--- Excerpt Enclosed Below ---

It also heralded a whole new sub-genre of book across the pond: known as up lit, it encompasses books which showcase the better side of human nature and leave us feeling better and more hopeful about the world – a world which, pre-pandemic but post-Brexit and post-Trump, was otherwise looking pretty grim. In the U.S., too, the book has been popular: it spent 35 weeks on the New York Times Bestseller List. Its eponymous character, Eleanor Oliphant, is lonely, quirky, and arguably neurodivergent – and it’s the neurodiversity that makes her such an interesting and endearing character. If your book club is reading Eleanor Oliphant Is Completely Fine, here is a handy guide with a plot summary, themes, and suggested questions. Please note that from here on, there will be spoilers!
Eleanor Oliphant Is Completely Fine Summary
Eleanor Oliphant is 29 years old, single, and highly intelligent. She has no friends, unless you’re counting her meticulously planned daily routine and the two bottles of vodka she drinks at the weekends. Her carefully planned life begins to unravel when she leaves work one day with a colleague, Raymond, and they witness an older gentleman fall in the street. This sets in motion a friendship both with Raymond and with the older gentleman and his family. When Eleanor is absent from work, and, in fact, planning her suicide, Raymond is sent to investigate, and he helps her to get better by encouraging her to see a doctor and a counsellor, and giving her a cat to look after. She begins to heal, and we learn that the weekly conversations with her overbearing, manipulative mother were actually all imaginary. When Eleanor was 10, her mother burned the house down, killing herself and Eleanor’s sister – and the fallout from this is the source of her scars, much of her trauma, and many of her defence mechanisms. By the end of the book, her life includes warmth and friendship and the sense of belonging she has never really had.
Themes in Eleanor Oliphant Is Completely Fine
Although Eleanor Oliphant is atypical, her struggles are universal: she’s lonely and longs for friendship. She had a difficult relationship with her mother (okay, this is an understatement). She suppresses memory and numbs her pain with defence mechanisms. Finally, she finds healing in community and therapy, and purpose in caring for something else – in this case, a cat.

--- End of Enclosed Excerpt ---
--- Information shown Enclosed Below ---

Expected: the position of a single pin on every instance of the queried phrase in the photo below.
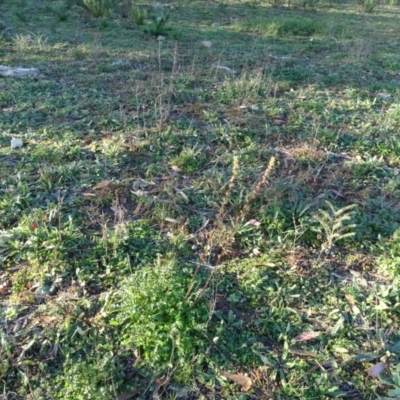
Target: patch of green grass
(145, 251)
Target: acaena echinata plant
(230, 234)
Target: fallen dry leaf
(303, 337)
(163, 380)
(244, 381)
(126, 396)
(172, 220)
(350, 300)
(377, 369)
(47, 319)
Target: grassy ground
(137, 183)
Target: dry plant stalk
(239, 218)
(235, 169)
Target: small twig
(239, 218)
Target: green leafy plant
(159, 19)
(335, 224)
(155, 322)
(99, 8)
(368, 5)
(137, 15)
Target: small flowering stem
(238, 219)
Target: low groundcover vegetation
(199, 200)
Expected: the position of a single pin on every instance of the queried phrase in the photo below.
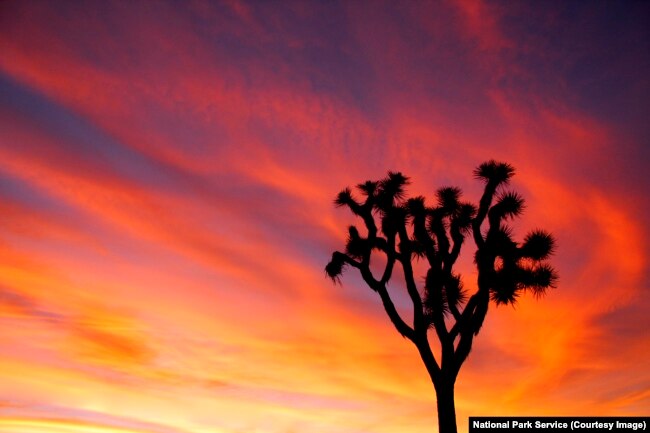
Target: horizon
(167, 185)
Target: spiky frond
(464, 217)
(494, 172)
(334, 269)
(391, 190)
(344, 198)
(368, 188)
(538, 245)
(448, 198)
(509, 205)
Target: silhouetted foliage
(407, 229)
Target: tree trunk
(446, 407)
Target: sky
(167, 176)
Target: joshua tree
(404, 230)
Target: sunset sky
(167, 176)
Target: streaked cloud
(166, 186)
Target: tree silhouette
(404, 230)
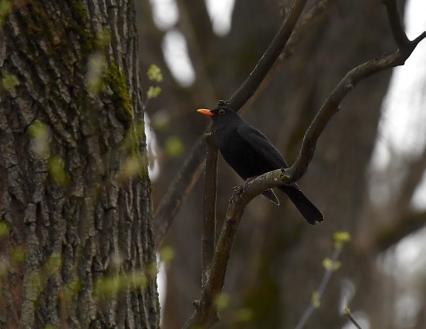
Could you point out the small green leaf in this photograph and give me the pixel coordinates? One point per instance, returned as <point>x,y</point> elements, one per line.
<point>154,73</point>
<point>103,38</point>
<point>222,301</point>
<point>330,265</point>
<point>167,254</point>
<point>316,299</point>
<point>95,70</point>
<point>4,229</point>
<point>53,264</point>
<point>347,310</point>
<point>39,134</point>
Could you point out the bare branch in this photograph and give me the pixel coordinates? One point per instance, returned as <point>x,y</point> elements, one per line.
<point>209,207</point>
<point>189,172</point>
<point>249,86</point>
<point>179,188</point>
<point>205,312</point>
<point>319,293</point>
<point>331,104</point>
<point>395,23</point>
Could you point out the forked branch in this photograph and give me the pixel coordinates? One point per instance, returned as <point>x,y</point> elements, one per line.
<point>205,313</point>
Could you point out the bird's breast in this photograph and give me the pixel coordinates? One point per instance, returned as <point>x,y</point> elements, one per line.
<point>239,155</point>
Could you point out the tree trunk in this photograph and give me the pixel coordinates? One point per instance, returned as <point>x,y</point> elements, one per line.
<point>75,209</point>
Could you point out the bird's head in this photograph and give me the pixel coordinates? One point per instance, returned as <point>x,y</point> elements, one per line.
<point>221,113</point>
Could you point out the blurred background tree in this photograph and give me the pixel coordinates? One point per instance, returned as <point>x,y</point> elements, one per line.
<point>277,259</point>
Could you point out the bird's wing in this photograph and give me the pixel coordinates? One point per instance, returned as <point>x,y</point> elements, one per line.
<point>261,146</point>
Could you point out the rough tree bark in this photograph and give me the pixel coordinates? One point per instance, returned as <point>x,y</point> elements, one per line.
<point>83,228</point>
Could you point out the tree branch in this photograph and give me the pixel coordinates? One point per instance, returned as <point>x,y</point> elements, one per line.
<point>209,207</point>
<point>319,293</point>
<point>179,188</point>
<point>249,86</point>
<point>205,312</point>
<point>395,23</point>
<point>189,172</point>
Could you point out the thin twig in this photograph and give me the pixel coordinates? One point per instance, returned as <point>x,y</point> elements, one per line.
<point>209,207</point>
<point>176,194</point>
<point>189,172</point>
<point>205,312</point>
<point>250,85</point>
<point>395,23</point>
<point>321,290</point>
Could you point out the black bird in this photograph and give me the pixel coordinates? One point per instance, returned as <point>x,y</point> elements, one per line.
<point>250,154</point>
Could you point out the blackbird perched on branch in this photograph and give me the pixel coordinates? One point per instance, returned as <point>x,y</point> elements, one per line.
<point>250,154</point>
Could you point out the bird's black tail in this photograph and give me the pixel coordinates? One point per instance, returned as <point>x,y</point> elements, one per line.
<point>302,203</point>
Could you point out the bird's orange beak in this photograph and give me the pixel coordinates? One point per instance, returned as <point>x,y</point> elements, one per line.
<point>206,112</point>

--- End of Enclosed Information shown ---

What you should do - How would you say this sentence from the Eleanor Oliphant book club guide in Spanish: "Eleanor Oliphant is 29 years old, single, and highly intelligent."

Response - Eleanor Oliphant tiene 29 años, es soltera y muy inteligente.